PROBLEMA PROPOSTO A:
No texto sobre indenizações por cancelamento ou atraso de voos, qual companhia aérea moveu o recurso?

TRECHO DO TEXTO:
27/08/2025

STF vai unificar regra para julgamentos de indenização por cancelamento ou atraso de voos

Por: Paulo Ricardo Martins
Fonte: Folha de S. Paulo
O STF (Supremo Tribunal Federal) reconheceu a repercussão geral de um caso
que analisa se a responsabilidade por cancelamento, alteração ou atraso de voo
por motivo de caso fortuito ou força maior deve seguir normas do CDC
(Código de Defesa do Consumidor) ou do CBA (Código Brasileiro de
Aeronáutica).
O tribunal fará um novo julgamento para decidir qual norma valerá para esses
processos, ainda sem data marcada.
Aeronaves no Aeroporto de Congonhas - Bruno Santos/17.ago.23/Folhapress
O recurso foi movido pela companhia aérea Azul, que contesta uma decisão
proferida a favor de um passageiro que chegou atrasado ao destino depois de a
empresa remanejar o voo por más condições climáticas.
Na ação, os advogados do passageiro relatam que o voo, que iria do Rio de
Janeiro para Corumbá (MS), com escala no aeroporto de Viracopos, em
Campinas (SP), foi interrompido nos arredores de Bonito (MS), e parte dos
passageiros teve de seguir viagem por meio de um ônibus oferecido pela
companhia aérea. Inicialmente, a chegada em Corumbá estava prevista para as
9h30 do dia 6 de agosto de 2024, mas, com o atraso, o passageiro chegou ao
destino à 1h15 do dia seguinte.
Os advogados afirmaram ainda que o passageiro teve um gasto extra de R$ 76
com alimentação durante a viagem de ônibus.
O 1º Juizado Especial Cível da Regional da Barra da Tijuca, no Rio de Janeiro,
condenou a Azul a pagar R$ 107 de indenização por danos materiais e R$ 8.000
por danos morais.
No recurso extraordinário ao Tribunal de Justiça do Rio de Janeiro, a Azul disse
que o voo não prosseguiu por causa de condições climáticas desfavoráveis.

DADOS FORNECIDOS:

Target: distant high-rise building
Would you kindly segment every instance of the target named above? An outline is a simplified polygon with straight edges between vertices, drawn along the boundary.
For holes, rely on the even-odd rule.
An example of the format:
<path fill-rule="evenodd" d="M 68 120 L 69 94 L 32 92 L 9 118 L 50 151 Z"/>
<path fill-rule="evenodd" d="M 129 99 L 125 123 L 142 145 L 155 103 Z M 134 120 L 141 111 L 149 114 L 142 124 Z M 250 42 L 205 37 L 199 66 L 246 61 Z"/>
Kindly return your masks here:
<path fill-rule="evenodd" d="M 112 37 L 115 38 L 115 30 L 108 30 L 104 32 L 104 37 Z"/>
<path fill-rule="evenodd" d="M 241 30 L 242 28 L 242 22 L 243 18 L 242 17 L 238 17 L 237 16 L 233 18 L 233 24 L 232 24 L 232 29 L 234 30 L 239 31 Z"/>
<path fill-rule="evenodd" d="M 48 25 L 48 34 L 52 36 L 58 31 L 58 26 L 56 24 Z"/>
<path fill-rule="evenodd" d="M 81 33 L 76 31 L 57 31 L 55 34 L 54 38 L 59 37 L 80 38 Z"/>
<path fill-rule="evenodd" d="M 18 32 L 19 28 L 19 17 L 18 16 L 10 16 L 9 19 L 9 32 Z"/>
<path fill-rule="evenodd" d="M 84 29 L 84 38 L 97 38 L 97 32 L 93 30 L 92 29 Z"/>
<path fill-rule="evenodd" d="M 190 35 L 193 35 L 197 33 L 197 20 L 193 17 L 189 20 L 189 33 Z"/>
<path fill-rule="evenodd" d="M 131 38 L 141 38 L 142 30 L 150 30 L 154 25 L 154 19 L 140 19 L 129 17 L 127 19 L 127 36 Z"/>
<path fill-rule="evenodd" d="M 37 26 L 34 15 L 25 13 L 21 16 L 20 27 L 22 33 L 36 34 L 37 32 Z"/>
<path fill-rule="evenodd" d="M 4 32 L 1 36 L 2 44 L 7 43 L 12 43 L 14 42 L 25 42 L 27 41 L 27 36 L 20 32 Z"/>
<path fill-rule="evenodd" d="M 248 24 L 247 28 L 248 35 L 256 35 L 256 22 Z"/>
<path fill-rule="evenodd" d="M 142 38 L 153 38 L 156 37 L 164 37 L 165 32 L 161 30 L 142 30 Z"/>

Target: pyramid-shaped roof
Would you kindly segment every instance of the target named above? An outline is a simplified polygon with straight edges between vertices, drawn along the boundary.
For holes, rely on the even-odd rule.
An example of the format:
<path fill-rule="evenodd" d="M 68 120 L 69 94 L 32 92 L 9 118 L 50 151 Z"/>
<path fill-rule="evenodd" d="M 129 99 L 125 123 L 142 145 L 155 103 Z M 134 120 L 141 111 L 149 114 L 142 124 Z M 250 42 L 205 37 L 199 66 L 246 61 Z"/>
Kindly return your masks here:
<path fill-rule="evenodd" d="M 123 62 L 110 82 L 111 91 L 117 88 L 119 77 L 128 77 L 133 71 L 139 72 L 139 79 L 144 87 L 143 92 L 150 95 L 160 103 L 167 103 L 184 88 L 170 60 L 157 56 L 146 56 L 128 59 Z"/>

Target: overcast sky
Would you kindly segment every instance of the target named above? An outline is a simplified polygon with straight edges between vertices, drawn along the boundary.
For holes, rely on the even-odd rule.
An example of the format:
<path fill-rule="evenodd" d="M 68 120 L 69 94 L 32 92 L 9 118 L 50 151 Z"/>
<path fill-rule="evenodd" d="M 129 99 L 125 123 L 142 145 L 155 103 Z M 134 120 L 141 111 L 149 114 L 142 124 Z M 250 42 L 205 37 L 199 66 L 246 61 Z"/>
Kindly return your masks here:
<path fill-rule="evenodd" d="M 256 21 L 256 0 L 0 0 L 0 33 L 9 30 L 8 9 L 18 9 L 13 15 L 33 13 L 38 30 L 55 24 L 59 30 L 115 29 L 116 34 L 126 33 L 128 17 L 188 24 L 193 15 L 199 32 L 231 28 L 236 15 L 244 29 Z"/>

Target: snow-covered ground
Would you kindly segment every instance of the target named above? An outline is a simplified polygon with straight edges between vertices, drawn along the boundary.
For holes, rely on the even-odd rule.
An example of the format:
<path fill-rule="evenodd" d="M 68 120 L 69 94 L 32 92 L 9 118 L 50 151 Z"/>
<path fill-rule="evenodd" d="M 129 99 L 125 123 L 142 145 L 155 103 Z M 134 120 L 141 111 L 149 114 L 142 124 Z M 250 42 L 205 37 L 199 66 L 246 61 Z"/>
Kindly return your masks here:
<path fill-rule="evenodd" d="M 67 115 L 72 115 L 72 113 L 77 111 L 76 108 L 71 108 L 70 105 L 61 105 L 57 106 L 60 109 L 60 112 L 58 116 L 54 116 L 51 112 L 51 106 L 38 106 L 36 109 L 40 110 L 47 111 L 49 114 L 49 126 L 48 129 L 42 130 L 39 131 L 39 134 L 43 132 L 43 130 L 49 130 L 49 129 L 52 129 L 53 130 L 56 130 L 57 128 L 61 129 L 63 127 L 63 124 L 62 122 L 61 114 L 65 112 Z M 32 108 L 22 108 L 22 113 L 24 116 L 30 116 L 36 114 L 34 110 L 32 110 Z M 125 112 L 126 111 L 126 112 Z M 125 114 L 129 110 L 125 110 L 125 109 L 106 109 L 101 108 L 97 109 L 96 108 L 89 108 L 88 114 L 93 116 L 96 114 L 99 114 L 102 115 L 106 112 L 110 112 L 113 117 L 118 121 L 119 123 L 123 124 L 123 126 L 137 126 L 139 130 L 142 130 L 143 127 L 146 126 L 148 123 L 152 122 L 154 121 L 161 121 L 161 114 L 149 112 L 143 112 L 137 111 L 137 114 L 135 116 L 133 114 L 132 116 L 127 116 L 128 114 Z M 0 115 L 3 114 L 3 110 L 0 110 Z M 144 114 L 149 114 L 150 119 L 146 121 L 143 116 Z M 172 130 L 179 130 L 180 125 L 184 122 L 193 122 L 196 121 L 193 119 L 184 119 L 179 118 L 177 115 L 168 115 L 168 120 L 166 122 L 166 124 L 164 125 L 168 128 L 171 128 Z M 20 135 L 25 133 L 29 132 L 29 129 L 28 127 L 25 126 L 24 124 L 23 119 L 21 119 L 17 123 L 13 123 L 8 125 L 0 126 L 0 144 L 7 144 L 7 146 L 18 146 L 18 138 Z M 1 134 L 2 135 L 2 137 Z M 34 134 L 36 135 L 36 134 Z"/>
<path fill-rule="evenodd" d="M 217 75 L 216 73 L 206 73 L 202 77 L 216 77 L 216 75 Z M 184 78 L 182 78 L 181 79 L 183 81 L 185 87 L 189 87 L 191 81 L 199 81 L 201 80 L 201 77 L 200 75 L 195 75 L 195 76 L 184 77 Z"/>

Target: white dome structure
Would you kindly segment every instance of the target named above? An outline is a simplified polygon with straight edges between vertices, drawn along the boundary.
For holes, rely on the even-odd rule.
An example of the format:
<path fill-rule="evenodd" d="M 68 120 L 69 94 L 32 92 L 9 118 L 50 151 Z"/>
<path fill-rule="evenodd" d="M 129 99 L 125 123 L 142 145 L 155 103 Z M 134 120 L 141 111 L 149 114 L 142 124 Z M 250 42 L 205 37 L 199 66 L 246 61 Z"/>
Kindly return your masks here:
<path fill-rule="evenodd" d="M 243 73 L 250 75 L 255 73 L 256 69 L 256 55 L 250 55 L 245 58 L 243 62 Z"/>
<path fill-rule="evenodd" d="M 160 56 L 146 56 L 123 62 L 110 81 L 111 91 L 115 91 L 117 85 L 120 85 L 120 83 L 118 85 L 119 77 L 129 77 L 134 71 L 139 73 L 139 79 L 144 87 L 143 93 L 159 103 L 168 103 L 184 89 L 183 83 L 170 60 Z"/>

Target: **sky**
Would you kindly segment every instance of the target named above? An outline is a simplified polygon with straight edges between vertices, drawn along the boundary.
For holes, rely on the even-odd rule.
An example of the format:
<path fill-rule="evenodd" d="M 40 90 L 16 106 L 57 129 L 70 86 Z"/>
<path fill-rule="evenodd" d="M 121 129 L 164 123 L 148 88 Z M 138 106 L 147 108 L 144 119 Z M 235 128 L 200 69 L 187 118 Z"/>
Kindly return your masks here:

--

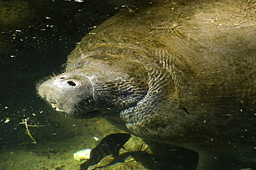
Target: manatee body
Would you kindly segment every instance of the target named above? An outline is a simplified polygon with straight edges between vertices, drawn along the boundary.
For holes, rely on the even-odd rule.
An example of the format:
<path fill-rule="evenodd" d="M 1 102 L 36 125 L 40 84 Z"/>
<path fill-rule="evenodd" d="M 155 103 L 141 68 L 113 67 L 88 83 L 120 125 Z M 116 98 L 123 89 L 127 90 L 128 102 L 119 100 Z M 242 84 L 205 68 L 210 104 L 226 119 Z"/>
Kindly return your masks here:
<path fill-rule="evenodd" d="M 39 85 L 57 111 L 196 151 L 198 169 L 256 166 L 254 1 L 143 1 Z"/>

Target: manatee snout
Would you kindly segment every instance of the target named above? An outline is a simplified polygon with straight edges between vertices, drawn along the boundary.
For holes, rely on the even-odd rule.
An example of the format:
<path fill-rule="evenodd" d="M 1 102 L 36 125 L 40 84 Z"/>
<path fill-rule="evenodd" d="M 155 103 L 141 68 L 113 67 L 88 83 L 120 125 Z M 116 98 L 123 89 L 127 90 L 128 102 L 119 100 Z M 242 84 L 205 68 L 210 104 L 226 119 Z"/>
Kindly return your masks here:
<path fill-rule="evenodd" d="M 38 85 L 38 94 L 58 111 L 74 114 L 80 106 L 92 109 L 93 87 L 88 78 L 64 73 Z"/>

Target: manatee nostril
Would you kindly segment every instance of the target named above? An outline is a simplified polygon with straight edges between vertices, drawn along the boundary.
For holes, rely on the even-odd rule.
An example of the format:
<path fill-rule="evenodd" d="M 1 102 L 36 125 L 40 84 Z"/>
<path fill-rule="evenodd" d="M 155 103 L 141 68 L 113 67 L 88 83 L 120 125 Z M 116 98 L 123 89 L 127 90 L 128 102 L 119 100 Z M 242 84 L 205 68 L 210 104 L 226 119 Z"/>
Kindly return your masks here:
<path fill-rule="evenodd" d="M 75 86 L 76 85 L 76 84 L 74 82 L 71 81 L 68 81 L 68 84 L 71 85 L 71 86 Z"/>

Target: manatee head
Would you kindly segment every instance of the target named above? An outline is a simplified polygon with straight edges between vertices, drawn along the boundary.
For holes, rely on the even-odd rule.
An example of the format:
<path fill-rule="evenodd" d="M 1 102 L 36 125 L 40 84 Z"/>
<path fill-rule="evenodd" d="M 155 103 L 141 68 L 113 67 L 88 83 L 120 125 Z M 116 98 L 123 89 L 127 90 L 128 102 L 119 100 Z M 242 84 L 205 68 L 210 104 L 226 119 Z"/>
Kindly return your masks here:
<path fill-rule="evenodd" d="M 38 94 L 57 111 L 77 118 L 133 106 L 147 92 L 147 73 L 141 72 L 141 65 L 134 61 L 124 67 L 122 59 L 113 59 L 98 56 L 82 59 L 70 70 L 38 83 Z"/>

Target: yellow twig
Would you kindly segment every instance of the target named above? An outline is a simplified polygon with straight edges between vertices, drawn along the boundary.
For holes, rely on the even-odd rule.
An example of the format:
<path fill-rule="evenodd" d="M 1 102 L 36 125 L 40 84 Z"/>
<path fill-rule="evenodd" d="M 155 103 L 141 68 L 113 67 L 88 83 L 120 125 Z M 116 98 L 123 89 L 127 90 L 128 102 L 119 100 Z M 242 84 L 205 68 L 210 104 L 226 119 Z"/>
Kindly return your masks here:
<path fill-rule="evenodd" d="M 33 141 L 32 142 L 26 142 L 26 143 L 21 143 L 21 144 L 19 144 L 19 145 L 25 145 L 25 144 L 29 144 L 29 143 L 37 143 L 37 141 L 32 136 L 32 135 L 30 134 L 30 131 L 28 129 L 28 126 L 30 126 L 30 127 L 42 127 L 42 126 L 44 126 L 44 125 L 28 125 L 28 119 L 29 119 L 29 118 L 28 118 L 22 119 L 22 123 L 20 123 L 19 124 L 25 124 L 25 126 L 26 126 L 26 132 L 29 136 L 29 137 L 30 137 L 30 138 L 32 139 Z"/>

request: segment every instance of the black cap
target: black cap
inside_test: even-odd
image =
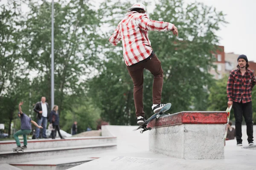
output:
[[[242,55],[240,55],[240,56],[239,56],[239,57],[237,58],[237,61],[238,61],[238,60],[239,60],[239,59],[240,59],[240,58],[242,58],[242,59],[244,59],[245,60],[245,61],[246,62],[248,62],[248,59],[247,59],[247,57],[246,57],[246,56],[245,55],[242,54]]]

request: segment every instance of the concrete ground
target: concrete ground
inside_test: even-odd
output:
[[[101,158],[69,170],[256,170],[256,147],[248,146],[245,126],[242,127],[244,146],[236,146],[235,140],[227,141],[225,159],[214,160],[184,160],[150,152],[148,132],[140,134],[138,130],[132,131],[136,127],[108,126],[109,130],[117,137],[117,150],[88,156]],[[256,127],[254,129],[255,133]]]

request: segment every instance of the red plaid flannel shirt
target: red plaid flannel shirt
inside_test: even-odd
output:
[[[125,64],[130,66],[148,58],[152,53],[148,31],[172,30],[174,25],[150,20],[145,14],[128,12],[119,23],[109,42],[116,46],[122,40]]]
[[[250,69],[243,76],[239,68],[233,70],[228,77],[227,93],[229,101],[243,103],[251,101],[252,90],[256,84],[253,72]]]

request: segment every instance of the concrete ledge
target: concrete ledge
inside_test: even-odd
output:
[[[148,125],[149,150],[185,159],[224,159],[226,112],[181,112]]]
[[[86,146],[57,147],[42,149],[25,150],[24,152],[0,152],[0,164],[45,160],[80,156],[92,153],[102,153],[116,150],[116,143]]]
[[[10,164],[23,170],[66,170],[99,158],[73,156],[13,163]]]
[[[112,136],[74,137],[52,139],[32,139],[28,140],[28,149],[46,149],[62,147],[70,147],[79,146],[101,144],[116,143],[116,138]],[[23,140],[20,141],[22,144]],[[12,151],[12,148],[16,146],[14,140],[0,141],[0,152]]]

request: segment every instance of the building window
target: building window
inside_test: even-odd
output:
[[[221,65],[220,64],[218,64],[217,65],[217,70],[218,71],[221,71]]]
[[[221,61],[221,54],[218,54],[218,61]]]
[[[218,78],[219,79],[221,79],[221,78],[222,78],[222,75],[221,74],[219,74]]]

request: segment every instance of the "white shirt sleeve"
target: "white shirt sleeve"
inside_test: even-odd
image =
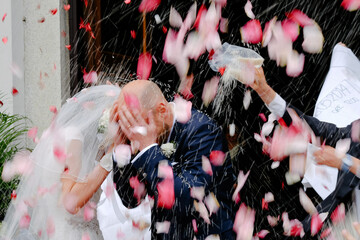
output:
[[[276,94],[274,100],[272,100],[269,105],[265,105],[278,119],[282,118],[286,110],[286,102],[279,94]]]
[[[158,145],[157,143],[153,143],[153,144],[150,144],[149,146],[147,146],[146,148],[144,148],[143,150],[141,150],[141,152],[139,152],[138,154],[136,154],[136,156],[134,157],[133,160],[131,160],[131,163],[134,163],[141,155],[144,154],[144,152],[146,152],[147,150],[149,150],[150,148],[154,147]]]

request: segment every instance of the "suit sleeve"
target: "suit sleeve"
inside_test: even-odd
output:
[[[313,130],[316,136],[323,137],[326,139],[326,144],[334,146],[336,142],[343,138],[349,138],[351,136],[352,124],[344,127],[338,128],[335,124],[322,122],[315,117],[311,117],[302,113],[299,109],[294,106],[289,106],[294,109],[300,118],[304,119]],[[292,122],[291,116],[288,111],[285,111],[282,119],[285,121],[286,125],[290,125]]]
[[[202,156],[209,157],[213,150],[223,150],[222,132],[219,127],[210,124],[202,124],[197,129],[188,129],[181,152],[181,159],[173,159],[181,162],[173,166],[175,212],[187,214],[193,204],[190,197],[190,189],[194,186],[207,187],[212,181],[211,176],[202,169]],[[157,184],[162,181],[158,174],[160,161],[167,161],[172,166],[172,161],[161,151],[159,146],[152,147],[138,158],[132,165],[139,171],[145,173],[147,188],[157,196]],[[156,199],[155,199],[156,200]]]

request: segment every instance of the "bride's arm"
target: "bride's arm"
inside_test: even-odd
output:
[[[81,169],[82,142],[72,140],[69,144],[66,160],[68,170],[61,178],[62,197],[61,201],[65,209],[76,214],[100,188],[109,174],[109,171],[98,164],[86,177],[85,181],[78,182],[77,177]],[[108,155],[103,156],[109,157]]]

PROBLEMA PROPOSTO B:
Informe quantas linhas dos registros contêm a palavra "manatee", diferenciando maiúsculas de minúsculas. Responda só com o número.

RESPOSTA ESCRITA A:
A companhia aérea Azul.

RESPOSTA ESCRITA B:
4